> [What to do]:
Using the material below, print the line that contains "Pinpoint every instance of drawer in", the line that contains "Pinpoint every instance of electrical", and every line in between, exactly and nothing else.

> [Records for this exercise]:
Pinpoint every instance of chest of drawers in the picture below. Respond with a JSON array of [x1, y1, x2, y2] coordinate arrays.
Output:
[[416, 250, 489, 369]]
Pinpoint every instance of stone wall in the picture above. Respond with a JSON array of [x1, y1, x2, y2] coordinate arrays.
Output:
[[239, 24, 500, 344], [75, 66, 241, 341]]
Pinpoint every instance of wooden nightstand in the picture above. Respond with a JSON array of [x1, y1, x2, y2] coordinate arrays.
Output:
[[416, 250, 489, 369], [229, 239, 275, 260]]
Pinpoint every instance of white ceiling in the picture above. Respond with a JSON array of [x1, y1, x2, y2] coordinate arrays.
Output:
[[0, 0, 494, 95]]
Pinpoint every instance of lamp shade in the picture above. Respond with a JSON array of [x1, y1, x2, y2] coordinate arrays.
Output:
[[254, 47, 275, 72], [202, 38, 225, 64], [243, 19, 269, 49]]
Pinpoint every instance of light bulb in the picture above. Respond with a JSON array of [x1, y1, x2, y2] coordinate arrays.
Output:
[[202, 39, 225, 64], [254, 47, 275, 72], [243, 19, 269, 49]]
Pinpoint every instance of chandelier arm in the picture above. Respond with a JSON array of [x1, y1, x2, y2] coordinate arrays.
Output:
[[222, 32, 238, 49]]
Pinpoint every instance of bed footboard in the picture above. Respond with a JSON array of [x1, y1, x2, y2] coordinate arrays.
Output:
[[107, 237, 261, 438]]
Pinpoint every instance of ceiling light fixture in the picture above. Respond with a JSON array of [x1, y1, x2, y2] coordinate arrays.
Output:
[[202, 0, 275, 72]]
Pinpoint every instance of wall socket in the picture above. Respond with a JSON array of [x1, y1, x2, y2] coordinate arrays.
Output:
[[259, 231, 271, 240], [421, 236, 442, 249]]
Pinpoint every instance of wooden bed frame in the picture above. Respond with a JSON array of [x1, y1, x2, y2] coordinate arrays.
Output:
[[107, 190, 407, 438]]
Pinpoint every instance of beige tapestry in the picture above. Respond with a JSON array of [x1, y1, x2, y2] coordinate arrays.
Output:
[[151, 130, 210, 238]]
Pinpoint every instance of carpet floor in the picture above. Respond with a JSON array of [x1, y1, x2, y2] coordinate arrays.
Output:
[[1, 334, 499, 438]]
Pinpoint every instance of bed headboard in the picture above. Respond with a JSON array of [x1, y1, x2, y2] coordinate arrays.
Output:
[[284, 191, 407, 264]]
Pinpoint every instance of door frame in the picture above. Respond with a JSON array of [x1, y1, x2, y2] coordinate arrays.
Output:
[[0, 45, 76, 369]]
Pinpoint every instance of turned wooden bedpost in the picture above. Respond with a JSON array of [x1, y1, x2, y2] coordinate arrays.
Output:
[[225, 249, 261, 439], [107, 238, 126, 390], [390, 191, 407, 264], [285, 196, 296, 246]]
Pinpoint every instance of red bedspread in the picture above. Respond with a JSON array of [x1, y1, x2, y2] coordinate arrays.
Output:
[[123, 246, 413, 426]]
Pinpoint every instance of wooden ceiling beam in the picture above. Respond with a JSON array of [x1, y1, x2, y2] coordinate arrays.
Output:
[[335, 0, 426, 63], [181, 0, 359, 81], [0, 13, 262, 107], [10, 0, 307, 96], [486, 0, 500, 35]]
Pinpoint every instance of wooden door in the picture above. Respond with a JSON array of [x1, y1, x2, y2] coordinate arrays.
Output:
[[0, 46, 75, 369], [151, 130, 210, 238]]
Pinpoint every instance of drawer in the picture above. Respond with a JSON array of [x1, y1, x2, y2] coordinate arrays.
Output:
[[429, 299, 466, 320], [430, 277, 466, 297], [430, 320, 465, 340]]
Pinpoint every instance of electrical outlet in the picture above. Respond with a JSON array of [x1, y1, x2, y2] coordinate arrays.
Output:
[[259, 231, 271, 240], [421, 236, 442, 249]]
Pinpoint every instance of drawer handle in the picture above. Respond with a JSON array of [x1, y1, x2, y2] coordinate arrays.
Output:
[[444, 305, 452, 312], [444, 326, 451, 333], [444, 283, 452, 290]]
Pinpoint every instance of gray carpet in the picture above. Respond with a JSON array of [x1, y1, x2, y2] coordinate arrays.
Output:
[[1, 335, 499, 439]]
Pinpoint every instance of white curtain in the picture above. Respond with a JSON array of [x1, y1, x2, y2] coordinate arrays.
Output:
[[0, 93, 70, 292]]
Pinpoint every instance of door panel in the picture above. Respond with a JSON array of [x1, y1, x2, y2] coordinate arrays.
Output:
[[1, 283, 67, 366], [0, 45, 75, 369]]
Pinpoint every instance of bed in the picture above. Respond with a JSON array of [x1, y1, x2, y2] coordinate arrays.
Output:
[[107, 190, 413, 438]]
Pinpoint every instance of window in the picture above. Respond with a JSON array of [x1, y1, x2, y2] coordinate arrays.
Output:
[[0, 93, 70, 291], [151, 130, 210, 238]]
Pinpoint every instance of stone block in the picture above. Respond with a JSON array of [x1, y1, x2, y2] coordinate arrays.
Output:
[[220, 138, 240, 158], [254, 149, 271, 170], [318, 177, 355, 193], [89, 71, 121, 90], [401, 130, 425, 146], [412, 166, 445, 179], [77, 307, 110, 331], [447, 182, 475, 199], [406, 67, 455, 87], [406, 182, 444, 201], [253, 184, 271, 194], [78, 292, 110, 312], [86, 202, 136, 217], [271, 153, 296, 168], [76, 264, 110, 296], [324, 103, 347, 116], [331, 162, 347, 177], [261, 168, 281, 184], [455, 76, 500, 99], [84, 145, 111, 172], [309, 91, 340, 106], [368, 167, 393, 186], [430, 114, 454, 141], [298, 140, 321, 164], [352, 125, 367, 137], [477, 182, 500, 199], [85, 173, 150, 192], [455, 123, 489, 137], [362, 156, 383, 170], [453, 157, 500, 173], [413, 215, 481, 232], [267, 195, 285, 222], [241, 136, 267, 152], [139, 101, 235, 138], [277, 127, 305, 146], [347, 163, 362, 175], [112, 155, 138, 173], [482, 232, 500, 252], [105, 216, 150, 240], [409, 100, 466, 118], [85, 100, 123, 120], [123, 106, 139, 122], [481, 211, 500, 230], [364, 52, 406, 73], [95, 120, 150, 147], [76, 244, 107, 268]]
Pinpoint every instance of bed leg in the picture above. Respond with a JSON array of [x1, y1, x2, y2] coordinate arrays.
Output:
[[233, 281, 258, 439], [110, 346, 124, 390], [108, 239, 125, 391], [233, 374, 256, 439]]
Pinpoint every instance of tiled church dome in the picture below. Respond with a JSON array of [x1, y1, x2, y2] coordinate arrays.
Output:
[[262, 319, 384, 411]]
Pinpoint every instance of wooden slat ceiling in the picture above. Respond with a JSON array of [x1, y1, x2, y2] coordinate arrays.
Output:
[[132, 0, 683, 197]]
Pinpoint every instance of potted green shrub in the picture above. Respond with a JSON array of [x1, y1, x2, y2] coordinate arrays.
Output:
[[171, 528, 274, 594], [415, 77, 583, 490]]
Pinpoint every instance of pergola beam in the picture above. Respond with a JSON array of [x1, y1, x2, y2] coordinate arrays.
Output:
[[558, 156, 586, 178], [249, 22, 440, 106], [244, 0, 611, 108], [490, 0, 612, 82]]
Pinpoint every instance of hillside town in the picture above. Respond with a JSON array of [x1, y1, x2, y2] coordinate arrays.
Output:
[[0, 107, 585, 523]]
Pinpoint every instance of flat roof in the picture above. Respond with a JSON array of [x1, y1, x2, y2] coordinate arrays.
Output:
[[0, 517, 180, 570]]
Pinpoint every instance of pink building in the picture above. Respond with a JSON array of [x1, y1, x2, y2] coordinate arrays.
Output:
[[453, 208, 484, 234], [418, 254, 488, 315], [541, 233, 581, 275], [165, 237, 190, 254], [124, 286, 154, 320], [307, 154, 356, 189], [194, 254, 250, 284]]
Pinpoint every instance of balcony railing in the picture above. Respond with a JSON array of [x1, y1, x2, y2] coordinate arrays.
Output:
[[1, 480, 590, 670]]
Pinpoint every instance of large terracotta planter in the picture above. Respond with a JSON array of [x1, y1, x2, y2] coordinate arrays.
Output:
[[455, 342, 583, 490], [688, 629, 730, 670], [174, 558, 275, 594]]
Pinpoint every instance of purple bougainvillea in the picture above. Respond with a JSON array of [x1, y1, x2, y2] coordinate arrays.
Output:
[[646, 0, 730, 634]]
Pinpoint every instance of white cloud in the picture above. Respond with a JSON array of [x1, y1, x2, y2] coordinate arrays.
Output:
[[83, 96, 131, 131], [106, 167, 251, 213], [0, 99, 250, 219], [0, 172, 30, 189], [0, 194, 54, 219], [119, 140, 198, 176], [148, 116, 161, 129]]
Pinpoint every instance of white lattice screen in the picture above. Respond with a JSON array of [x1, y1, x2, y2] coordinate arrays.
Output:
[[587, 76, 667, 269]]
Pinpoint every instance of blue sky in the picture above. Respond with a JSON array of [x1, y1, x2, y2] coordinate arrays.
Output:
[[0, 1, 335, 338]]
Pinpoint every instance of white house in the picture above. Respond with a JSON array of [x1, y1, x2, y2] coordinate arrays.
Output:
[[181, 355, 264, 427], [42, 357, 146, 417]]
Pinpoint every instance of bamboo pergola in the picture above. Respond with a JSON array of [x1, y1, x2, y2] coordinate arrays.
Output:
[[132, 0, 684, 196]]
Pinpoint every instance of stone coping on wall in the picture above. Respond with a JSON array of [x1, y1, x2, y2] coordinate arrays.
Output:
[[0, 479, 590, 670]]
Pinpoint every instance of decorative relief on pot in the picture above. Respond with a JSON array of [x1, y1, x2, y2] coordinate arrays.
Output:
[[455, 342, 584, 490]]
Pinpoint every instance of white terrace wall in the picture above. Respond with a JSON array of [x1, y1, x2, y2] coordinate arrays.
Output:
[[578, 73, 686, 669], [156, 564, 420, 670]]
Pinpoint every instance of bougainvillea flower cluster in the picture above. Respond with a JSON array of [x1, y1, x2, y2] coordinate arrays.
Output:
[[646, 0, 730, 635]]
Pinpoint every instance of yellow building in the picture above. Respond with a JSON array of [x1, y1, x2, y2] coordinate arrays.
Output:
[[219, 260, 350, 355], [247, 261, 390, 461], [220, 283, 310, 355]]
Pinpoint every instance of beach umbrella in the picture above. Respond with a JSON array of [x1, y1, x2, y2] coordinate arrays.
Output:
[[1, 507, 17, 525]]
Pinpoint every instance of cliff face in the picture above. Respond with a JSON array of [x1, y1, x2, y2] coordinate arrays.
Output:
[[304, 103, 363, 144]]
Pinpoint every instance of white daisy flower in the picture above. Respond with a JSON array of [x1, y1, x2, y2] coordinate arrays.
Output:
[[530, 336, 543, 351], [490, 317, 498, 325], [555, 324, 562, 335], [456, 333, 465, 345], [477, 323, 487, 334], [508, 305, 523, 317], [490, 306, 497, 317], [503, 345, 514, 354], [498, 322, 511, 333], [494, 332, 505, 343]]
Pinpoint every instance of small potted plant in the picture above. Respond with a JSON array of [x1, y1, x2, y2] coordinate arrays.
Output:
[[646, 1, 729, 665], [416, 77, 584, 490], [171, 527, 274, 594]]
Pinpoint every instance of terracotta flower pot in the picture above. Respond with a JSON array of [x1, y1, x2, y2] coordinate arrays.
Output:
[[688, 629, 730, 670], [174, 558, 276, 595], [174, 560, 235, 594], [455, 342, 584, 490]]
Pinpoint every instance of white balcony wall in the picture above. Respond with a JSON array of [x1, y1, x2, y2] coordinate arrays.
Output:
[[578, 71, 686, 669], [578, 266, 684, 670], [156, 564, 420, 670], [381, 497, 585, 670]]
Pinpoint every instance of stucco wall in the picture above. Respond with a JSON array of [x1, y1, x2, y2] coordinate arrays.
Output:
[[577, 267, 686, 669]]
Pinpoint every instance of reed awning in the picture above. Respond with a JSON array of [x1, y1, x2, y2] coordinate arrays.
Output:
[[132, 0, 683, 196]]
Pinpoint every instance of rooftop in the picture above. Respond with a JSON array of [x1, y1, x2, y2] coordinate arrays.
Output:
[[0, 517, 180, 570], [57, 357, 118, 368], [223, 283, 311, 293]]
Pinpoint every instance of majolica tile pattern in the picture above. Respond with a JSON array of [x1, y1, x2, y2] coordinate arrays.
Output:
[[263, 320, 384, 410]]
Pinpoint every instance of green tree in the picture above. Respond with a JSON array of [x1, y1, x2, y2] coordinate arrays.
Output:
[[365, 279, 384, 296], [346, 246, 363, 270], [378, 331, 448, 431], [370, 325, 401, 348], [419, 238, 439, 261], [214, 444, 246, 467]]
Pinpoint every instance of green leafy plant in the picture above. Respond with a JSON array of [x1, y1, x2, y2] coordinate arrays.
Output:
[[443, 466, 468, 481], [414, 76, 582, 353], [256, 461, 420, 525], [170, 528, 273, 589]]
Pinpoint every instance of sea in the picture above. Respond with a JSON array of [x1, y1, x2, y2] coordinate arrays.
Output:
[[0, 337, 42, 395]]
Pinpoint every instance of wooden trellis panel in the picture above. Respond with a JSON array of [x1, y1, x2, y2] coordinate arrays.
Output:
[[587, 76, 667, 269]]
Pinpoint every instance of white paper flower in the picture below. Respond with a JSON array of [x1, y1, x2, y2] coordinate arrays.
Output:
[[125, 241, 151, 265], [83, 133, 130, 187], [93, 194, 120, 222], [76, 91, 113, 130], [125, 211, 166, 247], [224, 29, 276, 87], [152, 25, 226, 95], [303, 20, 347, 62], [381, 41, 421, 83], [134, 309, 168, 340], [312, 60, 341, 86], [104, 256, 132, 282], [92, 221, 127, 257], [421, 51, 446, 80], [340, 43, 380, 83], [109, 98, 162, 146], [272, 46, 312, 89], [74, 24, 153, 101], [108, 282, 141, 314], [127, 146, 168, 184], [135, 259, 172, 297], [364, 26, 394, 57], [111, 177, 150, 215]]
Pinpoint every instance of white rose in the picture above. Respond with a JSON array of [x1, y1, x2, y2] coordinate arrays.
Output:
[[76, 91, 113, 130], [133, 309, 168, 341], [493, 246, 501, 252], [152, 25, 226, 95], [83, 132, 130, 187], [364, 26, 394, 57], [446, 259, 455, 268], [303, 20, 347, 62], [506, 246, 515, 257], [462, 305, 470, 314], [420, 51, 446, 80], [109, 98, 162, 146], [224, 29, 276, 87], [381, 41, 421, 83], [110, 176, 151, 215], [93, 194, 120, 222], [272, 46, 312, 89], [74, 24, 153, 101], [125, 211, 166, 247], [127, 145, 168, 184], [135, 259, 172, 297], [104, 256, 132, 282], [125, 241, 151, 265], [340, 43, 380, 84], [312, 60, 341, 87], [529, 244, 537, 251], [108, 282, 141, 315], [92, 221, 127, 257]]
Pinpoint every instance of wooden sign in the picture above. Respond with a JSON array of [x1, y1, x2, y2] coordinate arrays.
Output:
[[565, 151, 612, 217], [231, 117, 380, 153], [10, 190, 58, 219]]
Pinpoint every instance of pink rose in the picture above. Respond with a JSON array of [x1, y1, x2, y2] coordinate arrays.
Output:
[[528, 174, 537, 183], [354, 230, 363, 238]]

> [Answer below]:
Pinpoint every instance of drawer in the picture above. Respond with a JSON array of [x1, y1, x2, y2] coordinate arrays.
Output:
[[429, 299, 466, 320], [430, 277, 466, 297], [430, 320, 465, 340]]
Pinpoint every instance of electrical outlet in the picture above. Respond with a JSON array of [x1, y1, x2, y2] coordinate arrays.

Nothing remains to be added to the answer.